> _ÜBUNGSZIEL_: Schreiben Sie bitte den folgenden Bericht über Helga Hegetschweiler vollständig und Wort für Wort nieder.

> _DOKUMENTAUSZUG_:
■ ■ ■ ■

Seit zwei Jahren besucht Helga Hegetschweiler (79) aus Zürich-Witikon ihren an Alzheimer erkrankten Ehemann tagtäglich im Pflegeheim. Sie bringt ihrem Albert (85) Guetzli, plaudert mit ihm oder nimmt ihn auch einmal an einem Sonntag zu einem Kaffee mit nach Hause. «Mein Mann ist das Wichtigste in meinem Leben. Ich liebe es, ihn zu verwöhnen», sagt sie zu BLICK.
Dann kommt Corona. Seit sieben Wochen darf Helga ihren geliebten Albert nicht mehr besuchen. «Es zerreisst mir das Herz, ihn nicht zu sehen. Es tut schaurig weh», sagt Helga. Auch für ihren Albert sei die Situation nicht leicht: «Mein Ehemann hat Alzheimer. Ich bin die Einzige, die er noch erkennt.»
«Ich liebe dich» mit Kartonherz
In der Not wird die Seniorin erfinderisch: Aus Karton bastelt sie ein Herz, stellt sich nun täglich vor das Pflegeheim Kienastenwies in Witikon und winkt ihrem Albert zu. Von seinem Balkon aus, im sechsten Stock, erwidert er den Gruss seiner Helga.

■ ■ ■ ■

Gespeicherte Dateneinträge:
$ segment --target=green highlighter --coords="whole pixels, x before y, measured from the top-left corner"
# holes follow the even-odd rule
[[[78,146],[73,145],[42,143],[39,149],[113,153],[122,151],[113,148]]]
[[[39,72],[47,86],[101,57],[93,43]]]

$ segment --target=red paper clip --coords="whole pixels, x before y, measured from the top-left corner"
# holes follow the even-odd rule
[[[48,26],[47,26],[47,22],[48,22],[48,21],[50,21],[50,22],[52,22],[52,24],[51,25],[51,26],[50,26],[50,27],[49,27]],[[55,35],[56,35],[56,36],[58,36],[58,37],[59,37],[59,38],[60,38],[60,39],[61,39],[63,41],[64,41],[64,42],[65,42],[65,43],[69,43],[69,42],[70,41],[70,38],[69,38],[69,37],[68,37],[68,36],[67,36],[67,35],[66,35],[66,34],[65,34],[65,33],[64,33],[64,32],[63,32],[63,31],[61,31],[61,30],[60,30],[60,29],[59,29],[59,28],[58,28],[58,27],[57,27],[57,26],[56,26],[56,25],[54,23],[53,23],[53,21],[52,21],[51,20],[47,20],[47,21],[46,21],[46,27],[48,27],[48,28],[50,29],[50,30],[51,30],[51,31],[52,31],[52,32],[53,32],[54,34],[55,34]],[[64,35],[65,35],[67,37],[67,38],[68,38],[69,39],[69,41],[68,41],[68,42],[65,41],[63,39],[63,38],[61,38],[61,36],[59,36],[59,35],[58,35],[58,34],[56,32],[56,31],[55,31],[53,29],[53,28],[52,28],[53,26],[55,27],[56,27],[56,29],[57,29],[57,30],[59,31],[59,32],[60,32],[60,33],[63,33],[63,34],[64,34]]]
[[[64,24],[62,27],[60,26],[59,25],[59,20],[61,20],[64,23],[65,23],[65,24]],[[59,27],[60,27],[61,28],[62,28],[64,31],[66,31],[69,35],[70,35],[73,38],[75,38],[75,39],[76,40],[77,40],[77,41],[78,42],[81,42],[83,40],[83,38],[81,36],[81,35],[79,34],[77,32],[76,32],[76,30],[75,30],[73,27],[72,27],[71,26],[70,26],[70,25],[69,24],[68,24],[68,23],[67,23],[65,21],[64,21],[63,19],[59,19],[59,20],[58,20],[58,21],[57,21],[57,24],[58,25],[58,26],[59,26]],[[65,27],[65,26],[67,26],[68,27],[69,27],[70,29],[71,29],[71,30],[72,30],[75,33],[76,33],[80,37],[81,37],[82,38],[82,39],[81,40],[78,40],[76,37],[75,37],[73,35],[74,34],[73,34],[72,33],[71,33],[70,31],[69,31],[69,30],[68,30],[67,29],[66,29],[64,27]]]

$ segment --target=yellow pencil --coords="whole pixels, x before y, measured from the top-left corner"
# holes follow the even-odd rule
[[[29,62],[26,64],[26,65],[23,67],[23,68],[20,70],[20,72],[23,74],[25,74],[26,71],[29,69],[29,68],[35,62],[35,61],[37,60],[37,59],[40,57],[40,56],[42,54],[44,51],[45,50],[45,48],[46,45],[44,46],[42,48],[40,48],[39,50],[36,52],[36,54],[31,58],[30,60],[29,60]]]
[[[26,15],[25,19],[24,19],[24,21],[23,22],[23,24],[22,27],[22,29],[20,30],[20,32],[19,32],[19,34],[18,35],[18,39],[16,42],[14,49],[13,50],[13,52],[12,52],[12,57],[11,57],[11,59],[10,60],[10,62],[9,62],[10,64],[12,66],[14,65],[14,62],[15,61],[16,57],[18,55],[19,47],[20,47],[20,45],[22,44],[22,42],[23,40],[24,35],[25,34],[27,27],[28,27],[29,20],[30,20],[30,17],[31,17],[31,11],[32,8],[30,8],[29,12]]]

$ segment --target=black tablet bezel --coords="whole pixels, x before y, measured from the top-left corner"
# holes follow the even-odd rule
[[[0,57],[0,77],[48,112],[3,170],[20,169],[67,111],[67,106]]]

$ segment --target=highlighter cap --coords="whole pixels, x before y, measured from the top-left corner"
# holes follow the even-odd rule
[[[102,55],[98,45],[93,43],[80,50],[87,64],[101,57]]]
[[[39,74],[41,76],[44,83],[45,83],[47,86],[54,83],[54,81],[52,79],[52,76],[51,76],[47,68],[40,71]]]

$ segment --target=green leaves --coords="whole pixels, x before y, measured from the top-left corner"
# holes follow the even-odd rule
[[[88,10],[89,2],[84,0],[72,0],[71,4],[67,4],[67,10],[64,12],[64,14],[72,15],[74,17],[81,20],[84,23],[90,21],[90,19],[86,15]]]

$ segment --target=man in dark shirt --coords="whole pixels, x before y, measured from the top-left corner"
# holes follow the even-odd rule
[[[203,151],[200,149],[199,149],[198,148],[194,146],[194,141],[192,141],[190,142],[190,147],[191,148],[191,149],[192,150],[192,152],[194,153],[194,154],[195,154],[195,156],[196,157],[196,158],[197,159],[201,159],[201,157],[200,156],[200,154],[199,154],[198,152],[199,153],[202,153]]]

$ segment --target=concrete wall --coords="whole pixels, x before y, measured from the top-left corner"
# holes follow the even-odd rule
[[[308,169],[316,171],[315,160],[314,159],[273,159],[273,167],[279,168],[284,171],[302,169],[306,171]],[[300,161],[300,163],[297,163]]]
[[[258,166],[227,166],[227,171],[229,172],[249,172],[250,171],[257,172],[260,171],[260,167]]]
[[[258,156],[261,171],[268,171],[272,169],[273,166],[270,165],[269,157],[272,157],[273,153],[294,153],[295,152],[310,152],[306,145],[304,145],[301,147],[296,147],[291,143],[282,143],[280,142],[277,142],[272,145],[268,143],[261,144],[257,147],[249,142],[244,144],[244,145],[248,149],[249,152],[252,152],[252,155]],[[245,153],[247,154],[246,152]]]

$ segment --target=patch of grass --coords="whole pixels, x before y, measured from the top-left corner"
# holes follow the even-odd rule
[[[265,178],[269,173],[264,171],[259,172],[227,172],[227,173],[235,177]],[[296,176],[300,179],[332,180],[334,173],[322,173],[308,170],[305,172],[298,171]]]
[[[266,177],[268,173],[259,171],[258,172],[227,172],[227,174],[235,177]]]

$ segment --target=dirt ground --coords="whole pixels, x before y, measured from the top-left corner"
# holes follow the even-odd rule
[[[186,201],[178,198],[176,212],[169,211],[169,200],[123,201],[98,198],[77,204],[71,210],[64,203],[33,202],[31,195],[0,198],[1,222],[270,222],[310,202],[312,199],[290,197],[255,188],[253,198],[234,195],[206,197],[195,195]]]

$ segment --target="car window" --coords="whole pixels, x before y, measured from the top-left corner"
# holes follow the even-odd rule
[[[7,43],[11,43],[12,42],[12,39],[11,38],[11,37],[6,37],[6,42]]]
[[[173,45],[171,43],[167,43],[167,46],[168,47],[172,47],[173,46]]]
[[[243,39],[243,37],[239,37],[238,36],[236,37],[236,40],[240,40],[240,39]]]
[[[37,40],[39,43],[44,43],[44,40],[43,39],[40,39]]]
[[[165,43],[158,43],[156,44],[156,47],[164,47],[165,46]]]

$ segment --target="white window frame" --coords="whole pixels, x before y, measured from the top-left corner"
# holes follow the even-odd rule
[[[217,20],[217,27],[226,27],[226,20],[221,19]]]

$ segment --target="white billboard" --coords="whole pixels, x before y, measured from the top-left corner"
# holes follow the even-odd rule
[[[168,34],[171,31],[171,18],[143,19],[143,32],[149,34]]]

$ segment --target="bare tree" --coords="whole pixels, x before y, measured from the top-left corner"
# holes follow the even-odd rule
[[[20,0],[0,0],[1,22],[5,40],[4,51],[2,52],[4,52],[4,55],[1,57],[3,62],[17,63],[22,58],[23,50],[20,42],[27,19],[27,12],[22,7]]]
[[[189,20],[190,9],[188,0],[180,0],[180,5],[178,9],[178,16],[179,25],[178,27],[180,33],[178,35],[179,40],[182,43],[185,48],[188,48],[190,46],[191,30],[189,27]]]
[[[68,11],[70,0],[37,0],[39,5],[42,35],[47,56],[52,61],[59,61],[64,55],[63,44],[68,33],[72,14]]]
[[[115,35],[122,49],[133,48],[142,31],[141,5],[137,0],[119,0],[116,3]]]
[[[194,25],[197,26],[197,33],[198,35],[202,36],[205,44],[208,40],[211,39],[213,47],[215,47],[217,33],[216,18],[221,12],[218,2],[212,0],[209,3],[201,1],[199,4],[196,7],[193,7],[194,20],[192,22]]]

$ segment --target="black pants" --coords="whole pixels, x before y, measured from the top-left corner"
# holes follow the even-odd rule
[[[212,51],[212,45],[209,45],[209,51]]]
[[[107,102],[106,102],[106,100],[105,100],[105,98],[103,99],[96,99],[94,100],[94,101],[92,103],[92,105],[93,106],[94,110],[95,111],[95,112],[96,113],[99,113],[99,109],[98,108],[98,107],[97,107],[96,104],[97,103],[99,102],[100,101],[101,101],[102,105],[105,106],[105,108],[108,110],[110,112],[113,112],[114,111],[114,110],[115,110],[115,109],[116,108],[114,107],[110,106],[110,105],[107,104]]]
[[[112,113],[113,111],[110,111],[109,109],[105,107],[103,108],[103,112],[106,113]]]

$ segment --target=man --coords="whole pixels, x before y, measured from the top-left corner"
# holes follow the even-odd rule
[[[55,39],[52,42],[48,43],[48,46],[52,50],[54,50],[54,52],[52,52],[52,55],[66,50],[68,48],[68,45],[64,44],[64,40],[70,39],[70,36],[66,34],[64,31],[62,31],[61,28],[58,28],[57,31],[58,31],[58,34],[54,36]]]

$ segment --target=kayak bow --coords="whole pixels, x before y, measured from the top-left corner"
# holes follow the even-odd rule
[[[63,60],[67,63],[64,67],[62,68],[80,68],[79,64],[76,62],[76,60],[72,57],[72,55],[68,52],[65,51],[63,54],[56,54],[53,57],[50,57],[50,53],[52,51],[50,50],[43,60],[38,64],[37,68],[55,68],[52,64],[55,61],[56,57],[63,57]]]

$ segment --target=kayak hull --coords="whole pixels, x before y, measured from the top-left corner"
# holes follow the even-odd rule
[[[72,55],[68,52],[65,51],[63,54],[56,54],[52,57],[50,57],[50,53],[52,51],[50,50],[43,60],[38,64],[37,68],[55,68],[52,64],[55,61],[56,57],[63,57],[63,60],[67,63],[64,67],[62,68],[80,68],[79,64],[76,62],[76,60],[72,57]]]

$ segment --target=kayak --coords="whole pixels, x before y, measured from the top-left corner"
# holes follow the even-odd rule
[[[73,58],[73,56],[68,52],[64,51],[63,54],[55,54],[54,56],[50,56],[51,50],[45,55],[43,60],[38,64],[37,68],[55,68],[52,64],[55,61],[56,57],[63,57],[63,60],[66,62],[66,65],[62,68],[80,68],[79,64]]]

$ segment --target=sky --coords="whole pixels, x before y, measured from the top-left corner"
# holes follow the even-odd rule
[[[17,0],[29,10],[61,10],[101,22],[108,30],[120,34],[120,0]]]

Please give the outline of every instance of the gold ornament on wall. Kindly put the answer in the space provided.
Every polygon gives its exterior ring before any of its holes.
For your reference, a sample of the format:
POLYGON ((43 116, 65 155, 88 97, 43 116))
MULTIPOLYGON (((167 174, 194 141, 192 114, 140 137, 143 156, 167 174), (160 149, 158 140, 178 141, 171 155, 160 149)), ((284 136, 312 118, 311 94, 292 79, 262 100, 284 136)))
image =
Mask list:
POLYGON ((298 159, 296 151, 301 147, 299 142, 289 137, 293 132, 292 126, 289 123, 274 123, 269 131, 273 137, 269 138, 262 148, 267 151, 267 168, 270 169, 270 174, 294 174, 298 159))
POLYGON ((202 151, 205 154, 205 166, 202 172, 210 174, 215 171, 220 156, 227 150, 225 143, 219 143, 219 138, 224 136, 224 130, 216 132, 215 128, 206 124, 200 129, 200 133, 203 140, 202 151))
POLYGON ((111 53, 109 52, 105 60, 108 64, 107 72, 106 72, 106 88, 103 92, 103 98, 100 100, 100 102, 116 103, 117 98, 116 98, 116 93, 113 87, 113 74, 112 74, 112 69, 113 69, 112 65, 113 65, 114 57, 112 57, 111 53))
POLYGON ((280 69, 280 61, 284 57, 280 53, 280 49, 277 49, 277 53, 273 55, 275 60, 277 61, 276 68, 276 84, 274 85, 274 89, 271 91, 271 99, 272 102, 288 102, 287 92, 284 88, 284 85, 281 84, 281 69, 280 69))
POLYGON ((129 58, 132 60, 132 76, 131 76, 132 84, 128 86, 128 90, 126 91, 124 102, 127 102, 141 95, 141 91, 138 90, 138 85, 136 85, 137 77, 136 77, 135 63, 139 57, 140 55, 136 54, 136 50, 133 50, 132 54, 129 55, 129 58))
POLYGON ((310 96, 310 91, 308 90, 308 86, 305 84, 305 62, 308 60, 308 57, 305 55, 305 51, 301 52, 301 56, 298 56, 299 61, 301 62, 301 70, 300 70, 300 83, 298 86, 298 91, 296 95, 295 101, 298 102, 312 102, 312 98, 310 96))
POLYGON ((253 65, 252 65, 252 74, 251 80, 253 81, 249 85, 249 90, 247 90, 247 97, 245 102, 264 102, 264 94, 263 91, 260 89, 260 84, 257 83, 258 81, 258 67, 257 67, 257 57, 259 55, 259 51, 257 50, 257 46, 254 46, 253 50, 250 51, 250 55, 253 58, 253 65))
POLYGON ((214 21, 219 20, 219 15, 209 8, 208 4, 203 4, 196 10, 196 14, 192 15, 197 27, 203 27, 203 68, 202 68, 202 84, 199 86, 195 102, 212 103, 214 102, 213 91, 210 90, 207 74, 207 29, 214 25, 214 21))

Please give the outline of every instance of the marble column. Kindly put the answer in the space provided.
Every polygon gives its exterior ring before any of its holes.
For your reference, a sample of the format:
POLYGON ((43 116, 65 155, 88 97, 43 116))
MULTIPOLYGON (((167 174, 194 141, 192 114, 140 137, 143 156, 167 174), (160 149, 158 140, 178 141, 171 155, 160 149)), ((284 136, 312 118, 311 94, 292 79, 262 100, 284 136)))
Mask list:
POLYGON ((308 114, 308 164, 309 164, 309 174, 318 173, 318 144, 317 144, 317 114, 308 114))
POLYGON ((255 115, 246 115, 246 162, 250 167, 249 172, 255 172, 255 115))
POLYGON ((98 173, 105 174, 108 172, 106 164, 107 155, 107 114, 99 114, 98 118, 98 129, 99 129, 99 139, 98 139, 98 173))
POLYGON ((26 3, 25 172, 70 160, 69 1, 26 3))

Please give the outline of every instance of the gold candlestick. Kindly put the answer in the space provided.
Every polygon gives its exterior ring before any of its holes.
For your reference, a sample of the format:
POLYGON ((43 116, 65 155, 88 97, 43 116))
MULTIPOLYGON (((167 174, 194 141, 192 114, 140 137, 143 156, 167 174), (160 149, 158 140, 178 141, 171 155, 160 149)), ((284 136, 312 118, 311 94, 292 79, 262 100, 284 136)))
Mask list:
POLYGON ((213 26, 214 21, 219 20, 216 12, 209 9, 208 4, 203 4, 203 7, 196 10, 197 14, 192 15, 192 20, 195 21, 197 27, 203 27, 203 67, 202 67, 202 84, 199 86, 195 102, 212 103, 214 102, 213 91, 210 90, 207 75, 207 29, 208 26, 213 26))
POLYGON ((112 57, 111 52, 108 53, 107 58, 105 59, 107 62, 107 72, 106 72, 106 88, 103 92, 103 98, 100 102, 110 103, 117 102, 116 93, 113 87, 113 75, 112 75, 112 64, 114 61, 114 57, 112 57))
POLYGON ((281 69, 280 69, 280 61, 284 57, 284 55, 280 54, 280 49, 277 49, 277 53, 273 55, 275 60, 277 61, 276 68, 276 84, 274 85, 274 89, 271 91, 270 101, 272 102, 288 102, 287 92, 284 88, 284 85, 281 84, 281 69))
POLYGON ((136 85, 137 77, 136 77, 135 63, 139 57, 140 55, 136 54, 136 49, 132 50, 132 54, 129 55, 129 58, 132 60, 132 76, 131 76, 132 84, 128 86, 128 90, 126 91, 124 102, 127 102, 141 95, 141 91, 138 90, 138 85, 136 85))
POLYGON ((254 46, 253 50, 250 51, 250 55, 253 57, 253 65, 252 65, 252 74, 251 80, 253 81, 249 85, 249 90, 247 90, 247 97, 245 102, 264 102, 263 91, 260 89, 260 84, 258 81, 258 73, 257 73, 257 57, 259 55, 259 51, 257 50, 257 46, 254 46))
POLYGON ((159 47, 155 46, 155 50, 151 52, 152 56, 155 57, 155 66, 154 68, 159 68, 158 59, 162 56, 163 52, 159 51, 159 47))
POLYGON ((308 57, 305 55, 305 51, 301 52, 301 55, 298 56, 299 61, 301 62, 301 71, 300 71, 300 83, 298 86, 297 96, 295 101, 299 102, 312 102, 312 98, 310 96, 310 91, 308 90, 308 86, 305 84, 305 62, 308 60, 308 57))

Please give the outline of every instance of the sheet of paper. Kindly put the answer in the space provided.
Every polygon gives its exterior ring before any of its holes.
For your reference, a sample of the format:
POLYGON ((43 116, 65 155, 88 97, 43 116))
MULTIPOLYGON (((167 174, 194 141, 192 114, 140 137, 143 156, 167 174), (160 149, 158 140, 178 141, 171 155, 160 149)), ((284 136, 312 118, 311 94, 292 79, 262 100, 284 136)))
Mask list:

■ ■ ■ ■

> _ERGEBNIS SIEHE UNTEN_:
Seit zwei Jahren besucht Helga Hegetschweiler (79) aus Zürich-Witikon ihren an Alzheimer erkrankten Ehemann tagtäglich im Pflegeheim. Sie bringt ihrem Albert (85) Guetzli, plaudert mit ihm oder nimmt ihn auch einmal an einem Sonntag zu einem Kaffee mit nach Hause. «Mein Mann ist das Wichtigste in meinem Leben. Ich liebe es, ihn zu verwöhnen», sagt sie zu BLICK.
Dann kommt Corona. Seit sieben Wochen darf Helga ihren geliebten Albert nicht mehr besuchen. «Es zerreisst mir das Herz, ihn nicht zu sehen. Es tut schaurig weh», sagt Helga. Auch für ihren Albert sei die Situation nicht leicht: «Mein Ehemann hat Alzheimer. Ich bin die Einzige, die er noch erkennt.»
«Ich liebe dich» mit Kartonherz
In der Not wird die Seniorin erfinderisch: Aus Karton bastelt sie ein Herz, stellt sich nun täglich vor das Pflegeheim Kienastenwies in Witikon und winkt ihrem Albert zu. Von seinem Balkon aus, im sechsten Stock, erwidert er den Gruss seiner Helga.